(Region pointing data)

>>>

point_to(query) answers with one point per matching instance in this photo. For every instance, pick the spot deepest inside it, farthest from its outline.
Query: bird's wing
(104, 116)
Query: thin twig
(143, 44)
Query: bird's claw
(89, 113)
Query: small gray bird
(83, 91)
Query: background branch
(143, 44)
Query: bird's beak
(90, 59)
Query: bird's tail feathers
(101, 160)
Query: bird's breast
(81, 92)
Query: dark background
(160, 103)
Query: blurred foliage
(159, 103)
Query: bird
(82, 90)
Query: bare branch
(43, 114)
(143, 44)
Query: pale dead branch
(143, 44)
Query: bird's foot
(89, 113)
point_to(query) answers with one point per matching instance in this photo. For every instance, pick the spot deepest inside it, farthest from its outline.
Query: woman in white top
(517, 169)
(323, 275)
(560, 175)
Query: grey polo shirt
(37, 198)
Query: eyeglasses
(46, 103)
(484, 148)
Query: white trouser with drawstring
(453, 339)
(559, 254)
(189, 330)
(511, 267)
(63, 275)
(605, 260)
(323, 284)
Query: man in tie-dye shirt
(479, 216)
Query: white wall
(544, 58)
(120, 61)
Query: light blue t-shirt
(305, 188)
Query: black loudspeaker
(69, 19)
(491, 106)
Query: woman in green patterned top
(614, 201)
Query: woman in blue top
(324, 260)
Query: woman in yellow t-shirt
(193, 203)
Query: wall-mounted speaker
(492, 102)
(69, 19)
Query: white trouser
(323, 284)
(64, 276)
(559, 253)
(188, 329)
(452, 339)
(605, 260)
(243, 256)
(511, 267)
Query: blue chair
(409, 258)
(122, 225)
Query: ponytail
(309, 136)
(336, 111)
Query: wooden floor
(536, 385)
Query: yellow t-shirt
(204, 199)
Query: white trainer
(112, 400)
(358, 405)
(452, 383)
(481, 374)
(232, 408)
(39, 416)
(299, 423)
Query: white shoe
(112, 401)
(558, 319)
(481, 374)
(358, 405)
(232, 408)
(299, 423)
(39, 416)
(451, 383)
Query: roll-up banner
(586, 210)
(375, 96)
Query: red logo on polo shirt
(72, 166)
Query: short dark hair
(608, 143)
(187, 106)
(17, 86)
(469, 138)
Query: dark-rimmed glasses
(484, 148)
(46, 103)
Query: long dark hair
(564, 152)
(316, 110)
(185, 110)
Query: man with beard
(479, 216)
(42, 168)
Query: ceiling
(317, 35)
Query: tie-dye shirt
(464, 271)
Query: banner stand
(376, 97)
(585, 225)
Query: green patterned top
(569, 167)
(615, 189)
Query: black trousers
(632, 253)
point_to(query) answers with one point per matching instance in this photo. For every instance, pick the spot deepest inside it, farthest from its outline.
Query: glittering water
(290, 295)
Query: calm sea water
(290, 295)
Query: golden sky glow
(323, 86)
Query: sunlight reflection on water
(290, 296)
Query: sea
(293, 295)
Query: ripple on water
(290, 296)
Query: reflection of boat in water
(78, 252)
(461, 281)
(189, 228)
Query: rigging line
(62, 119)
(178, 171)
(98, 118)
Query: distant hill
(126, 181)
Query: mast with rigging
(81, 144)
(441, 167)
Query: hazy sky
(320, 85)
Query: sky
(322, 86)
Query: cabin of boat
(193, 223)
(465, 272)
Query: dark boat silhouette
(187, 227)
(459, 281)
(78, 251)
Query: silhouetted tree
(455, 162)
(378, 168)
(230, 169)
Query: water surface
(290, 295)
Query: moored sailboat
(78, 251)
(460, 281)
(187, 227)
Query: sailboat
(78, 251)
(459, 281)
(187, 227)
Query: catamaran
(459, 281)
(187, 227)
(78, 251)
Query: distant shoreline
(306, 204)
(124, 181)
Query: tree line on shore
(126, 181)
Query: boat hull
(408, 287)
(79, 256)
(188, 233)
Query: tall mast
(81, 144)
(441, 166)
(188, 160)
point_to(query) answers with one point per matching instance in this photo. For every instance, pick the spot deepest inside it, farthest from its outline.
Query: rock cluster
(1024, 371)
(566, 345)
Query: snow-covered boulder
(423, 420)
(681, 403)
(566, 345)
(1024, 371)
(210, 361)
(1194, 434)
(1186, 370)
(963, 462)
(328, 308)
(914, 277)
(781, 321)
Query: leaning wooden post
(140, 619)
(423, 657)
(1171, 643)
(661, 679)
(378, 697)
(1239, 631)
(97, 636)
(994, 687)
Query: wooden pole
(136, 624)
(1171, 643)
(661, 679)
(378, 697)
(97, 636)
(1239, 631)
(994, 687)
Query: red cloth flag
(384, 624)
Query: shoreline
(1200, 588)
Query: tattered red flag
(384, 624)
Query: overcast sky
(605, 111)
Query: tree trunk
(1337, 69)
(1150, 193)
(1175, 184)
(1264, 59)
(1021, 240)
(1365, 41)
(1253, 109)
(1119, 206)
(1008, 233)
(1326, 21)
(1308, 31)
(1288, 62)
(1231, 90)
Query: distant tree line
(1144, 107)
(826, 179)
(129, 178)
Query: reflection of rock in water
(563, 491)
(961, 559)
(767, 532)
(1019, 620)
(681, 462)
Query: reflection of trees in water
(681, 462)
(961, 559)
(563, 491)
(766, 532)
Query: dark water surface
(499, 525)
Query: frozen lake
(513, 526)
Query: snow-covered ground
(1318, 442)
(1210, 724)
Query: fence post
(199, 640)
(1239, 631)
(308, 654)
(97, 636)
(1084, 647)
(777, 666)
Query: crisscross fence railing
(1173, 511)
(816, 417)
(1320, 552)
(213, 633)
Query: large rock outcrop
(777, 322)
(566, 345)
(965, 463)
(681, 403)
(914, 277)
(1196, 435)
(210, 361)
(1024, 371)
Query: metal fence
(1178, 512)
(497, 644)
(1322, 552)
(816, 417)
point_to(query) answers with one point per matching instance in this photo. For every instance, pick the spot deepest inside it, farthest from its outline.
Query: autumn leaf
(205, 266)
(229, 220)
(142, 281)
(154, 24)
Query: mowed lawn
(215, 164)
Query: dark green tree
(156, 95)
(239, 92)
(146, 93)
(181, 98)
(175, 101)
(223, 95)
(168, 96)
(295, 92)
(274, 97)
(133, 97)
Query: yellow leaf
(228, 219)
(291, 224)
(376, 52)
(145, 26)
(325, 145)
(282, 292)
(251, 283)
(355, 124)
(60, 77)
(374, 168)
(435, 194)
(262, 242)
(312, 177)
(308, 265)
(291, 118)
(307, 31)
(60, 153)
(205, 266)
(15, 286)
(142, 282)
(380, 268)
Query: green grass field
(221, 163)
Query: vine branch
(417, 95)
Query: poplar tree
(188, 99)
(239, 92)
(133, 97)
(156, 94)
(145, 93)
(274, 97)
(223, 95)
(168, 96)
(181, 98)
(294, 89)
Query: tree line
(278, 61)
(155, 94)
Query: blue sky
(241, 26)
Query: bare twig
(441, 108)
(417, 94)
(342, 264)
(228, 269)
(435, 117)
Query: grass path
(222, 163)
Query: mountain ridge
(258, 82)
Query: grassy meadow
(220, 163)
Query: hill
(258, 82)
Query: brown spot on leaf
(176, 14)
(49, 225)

<<<

◆ YOUR INSTRUCTIONS:
Please retype all of the lines above exactly as they stand.

◆ PROBLEM SOLUTION:
point_to(query) answers with one point per matching instance in this photo. For every instance, pick the spot deepest inside it, farthest from its outline.
Query: bird's wing
(104, 116)
Query: thin twig
(143, 44)
Query: bird's claw
(89, 113)
Query: small gray bird
(83, 91)
Query: background branch
(143, 44)
Query: bird's beak
(90, 59)
Query: bird's tail feathers
(101, 160)
Query: bird's breast
(81, 92)
Query: dark background
(160, 103)
Query: blurred foliage
(159, 103)
Query: bird
(82, 90)
Query: bare branch
(43, 114)
(143, 44)
Query: pale dead branch
(143, 44)
Query: bird's foot
(89, 113)
point_to(query) answers with one point per matching instance in this photo. For every instance, pick the spot deepest inside it, farthest from its outline.
Query: woman in white top
(517, 169)
(323, 275)
(560, 175)
Query: grey polo shirt
(37, 198)
Query: eyeglasses
(46, 103)
(484, 148)
Query: white trouser with drawstring
(453, 339)
(559, 254)
(189, 330)
(511, 267)
(63, 275)
(605, 260)
(323, 284)
Query: man in tie-dye shirt
(479, 216)
Query: white wall
(544, 58)
(120, 61)
Query: light blue t-shirt
(305, 188)
Query: black loudspeaker
(69, 19)
(491, 106)
Query: woman in green patterned top
(614, 201)
Query: woman in blue top
(324, 260)
Query: woman in yellow t-shirt
(193, 203)
Query: wall-mounted speaker
(492, 102)
(69, 19)
Query: white trouser
(323, 284)
(64, 276)
(559, 253)
(188, 329)
(452, 339)
(605, 260)
(243, 256)
(511, 267)
Query: blue chair
(409, 258)
(122, 225)
Query: ponytail
(309, 136)
(336, 111)
Query: wooden floor
(536, 385)
Query: yellow t-shirt
(204, 199)
Query: white trainer
(112, 400)
(358, 405)
(452, 383)
(481, 374)
(232, 408)
(39, 416)
(299, 423)
Query: white shoe
(112, 401)
(558, 319)
(481, 374)
(358, 405)
(232, 408)
(299, 423)
(39, 416)
(451, 383)
Query: roll-up banner
(586, 210)
(375, 96)
Query: red logo on polo shirt
(72, 166)
Query: short dark hair
(608, 143)
(187, 106)
(17, 86)
(469, 138)
Query: dark-rimmed glasses
(484, 148)
(46, 103)
Query: long dark hair
(564, 152)
(316, 110)
(185, 110)
Query: man with beard
(479, 216)
(42, 168)
Query: ceiling
(317, 35)
Query: tie-dye shirt
(464, 271)
Query: banner stand
(376, 97)
(585, 225)
Query: green patterned top
(569, 167)
(615, 189)
Query: black trousers
(632, 253)
point_to(query) answers with one point per matching instance in this photo. For every instance, pick the spot deepest inside it, farthest from its outline.
Query: glittering water
(290, 295)
Query: calm sea water
(290, 295)
Query: golden sky glow
(323, 86)
Query: sunlight reflection on water
(290, 296)
Query: sea
(293, 295)
Query: ripple on water
(290, 296)
Query: reflection of boat in water
(78, 252)
(461, 281)
(189, 228)
Query: rigging line
(62, 119)
(178, 171)
(98, 118)
Query: distant hill
(126, 181)
Query: mast with rigging
(81, 144)
(441, 167)
Query: hazy sky
(320, 85)
Query: sky
(322, 86)
Query: cabin of boat
(193, 223)
(465, 272)
Query: dark boat silhouette
(187, 227)
(459, 281)
(78, 251)
Query: silhouetted tree
(455, 162)
(378, 168)
(230, 169)
Query: water surface
(290, 295)
Query: moored sailboat
(78, 251)
(460, 281)
(187, 227)
Query: sailboat
(78, 251)
(459, 281)
(187, 227)
Query: catamaran
(459, 281)
(187, 227)
(78, 251)
Query: distant shoreline
(306, 204)
(124, 181)
Query: tree line on shore
(126, 181)
Query: boat hull
(408, 287)
(79, 256)
(188, 233)
Query: tall mast
(81, 144)
(441, 166)
(188, 160)
point_to(query) answers with one point per matching instance in this photo. For every instance, pick the spot deepest inside it, farthest from its outline.
Query: rock cluster
(1024, 371)
(566, 345)
Query: snow-covered boulder
(423, 420)
(681, 403)
(566, 345)
(1024, 371)
(210, 361)
(1194, 434)
(1186, 370)
(963, 462)
(328, 308)
(914, 277)
(781, 321)
Query: leaning wooden post
(140, 619)
(423, 657)
(1171, 643)
(661, 679)
(378, 697)
(1239, 631)
(97, 636)
(994, 687)
Query: wooden pole
(136, 624)
(1171, 643)
(661, 679)
(378, 697)
(97, 636)
(1239, 631)
(994, 687)
Query: red cloth flag
(384, 624)
Query: shoreline
(1200, 588)
Query: tattered red flag
(384, 624)
Query: overcast sky
(605, 111)
Query: tree trunk
(1337, 69)
(1150, 193)
(1175, 184)
(1264, 59)
(1021, 240)
(1365, 41)
(1253, 109)
(1119, 206)
(1008, 233)
(1326, 21)
(1308, 31)
(1288, 62)
(1231, 90)
Query: distant tree line
(1144, 107)
(826, 179)
(129, 178)
Query: reflection of rock in water
(563, 491)
(961, 559)
(767, 532)
(1019, 620)
(681, 462)
Query: reflection of trees in water
(681, 462)
(961, 559)
(563, 491)
(766, 532)
Query: dark water surface
(499, 525)
Query: frozen lake
(513, 526)
Query: snow-covered ground
(1318, 442)
(1210, 724)
Query: fence post
(199, 640)
(1239, 631)
(308, 654)
(97, 636)
(1084, 647)
(777, 666)
Query: crisscross fence railing
(1173, 511)
(816, 417)
(1320, 552)
(213, 633)
Query: large rock outcrop
(777, 322)
(566, 345)
(965, 463)
(681, 403)
(914, 277)
(1196, 435)
(210, 361)
(1024, 371)
Query: metal fence
(1178, 512)
(497, 644)
(1322, 552)
(816, 417)
point_to(query) answers with one point per matching instance in this photo. For every instance, pick the spot deepest inside it, farthest from its outline.
Query: autumn leaf
(205, 266)
(229, 220)
(142, 281)
(154, 24)
Query: mowed lawn
(215, 164)
Query: dark green tree
(156, 95)
(239, 92)
(146, 93)
(181, 98)
(175, 101)
(223, 95)
(168, 96)
(295, 92)
(274, 97)
(133, 97)
Query: yellow leaf
(228, 219)
(291, 224)
(376, 52)
(145, 26)
(325, 145)
(282, 292)
(251, 283)
(355, 124)
(60, 77)
(374, 168)
(435, 194)
(262, 242)
(312, 177)
(308, 265)
(291, 118)
(307, 31)
(60, 153)
(205, 266)
(15, 286)
(142, 282)
(380, 268)
Query: green grass field
(221, 163)
Query: vine branch
(417, 95)
Query: poplar tree
(188, 99)
(239, 92)
(133, 97)
(156, 94)
(145, 93)
(274, 97)
(223, 95)
(168, 96)
(181, 98)
(294, 89)
Query: tree line
(278, 61)
(155, 94)
Query: blue sky
(241, 26)
Query: bare twig
(441, 108)
(417, 94)
(342, 264)
(228, 269)
(435, 117)
Query: grass path
(222, 163)
Query: mountain ridge
(258, 82)
Query: grassy meadow
(220, 163)
Query: hill
(258, 82)
Query: brown spot on leaf
(176, 14)
(49, 225)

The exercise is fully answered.